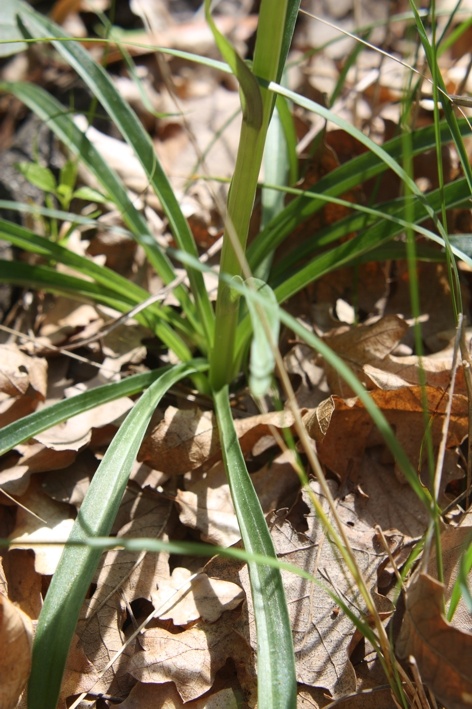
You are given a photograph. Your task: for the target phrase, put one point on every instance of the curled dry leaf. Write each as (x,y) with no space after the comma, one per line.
(207,505)
(368,351)
(343,429)
(184,599)
(185,439)
(321,635)
(190,658)
(165,696)
(361,345)
(23,383)
(442,652)
(16,639)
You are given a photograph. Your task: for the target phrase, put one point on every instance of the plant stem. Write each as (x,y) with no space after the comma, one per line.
(274,33)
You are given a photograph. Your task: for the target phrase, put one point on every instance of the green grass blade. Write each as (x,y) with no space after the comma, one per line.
(134,133)
(29,426)
(341,180)
(265,327)
(27,240)
(154,315)
(77,565)
(275,657)
(58,118)
(52,281)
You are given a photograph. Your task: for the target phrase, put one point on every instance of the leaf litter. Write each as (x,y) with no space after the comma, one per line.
(162,631)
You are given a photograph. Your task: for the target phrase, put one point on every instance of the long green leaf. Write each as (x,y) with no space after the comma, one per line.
(337,182)
(134,133)
(52,281)
(77,565)
(275,658)
(29,426)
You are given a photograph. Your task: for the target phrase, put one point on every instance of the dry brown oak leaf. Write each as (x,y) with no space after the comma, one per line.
(442,652)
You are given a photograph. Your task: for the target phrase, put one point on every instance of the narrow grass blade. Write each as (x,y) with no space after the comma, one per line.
(77,565)
(275,657)
(29,426)
(265,327)
(59,120)
(134,133)
(337,182)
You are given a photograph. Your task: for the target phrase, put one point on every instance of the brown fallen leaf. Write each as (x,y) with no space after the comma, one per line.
(185,439)
(207,505)
(190,658)
(123,577)
(361,345)
(165,696)
(368,350)
(41,519)
(23,383)
(16,639)
(184,599)
(343,429)
(321,635)
(442,652)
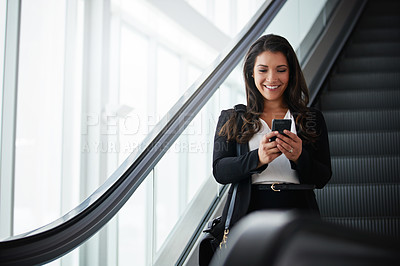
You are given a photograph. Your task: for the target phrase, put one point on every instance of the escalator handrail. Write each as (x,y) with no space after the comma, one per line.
(58,238)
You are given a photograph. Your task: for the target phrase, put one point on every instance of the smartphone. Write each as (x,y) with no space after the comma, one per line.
(280,125)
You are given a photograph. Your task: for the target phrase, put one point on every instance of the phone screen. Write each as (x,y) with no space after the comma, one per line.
(280,125)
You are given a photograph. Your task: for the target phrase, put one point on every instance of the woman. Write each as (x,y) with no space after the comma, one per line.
(275,89)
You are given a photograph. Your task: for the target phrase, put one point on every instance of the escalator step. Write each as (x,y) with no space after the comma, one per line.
(353,100)
(365,169)
(365,200)
(366,81)
(377,35)
(364,143)
(373,49)
(382,7)
(348,120)
(383,226)
(369,64)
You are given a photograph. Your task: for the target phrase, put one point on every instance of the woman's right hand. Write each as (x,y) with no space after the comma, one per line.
(268,150)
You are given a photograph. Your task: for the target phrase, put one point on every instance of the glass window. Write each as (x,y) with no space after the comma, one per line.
(3,16)
(168,80)
(134,92)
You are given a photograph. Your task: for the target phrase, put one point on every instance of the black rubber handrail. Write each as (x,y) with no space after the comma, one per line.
(58,238)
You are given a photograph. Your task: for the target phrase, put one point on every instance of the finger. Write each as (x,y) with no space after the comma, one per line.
(284,150)
(285,145)
(268,136)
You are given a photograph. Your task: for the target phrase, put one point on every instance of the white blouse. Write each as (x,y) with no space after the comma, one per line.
(279,170)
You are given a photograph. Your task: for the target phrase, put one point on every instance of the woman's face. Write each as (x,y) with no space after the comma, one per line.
(271,75)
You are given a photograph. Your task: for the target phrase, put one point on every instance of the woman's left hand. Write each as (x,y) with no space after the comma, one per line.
(291,145)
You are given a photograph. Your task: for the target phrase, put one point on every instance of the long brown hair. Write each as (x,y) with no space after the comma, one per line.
(295,96)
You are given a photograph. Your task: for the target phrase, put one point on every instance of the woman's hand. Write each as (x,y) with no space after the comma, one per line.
(291,146)
(268,150)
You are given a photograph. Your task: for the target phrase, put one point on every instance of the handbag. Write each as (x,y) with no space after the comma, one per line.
(216,234)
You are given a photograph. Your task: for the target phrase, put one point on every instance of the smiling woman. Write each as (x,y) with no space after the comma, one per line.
(271,77)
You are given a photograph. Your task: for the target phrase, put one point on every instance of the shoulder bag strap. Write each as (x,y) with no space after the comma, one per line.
(240,110)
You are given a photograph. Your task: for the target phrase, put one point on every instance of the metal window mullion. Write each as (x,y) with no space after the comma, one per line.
(9,118)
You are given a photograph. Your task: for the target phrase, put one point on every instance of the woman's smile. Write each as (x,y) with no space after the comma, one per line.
(271,75)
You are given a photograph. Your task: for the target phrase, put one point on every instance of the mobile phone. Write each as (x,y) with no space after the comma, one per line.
(280,125)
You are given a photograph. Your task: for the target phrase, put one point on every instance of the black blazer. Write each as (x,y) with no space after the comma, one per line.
(313,167)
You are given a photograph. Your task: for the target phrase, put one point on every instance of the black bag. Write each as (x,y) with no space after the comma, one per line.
(216,233)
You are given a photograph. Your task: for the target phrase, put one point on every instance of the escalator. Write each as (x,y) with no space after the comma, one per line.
(361,108)
(58,238)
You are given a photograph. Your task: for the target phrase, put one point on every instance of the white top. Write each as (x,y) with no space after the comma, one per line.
(279,170)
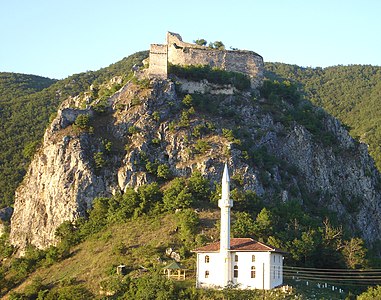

○ ○ ○ ○

** WHAT TO WORK ON **
Convert the rows, from the line containing "the white top." through the end of the rows, into a two-column CSV with the headers source_text and coordinates. Give each row its own line, put each value in a single quoted field with any line breaks replaced by spaces, and leave the pictures out.

** WORKED ANSWER **
source_text,coordinates
"You are given a photograph. Your task: for the target phrase, put one point on every instance of the white top. Write each as (x,y) with no space after the comma, one per line.","(279,170)"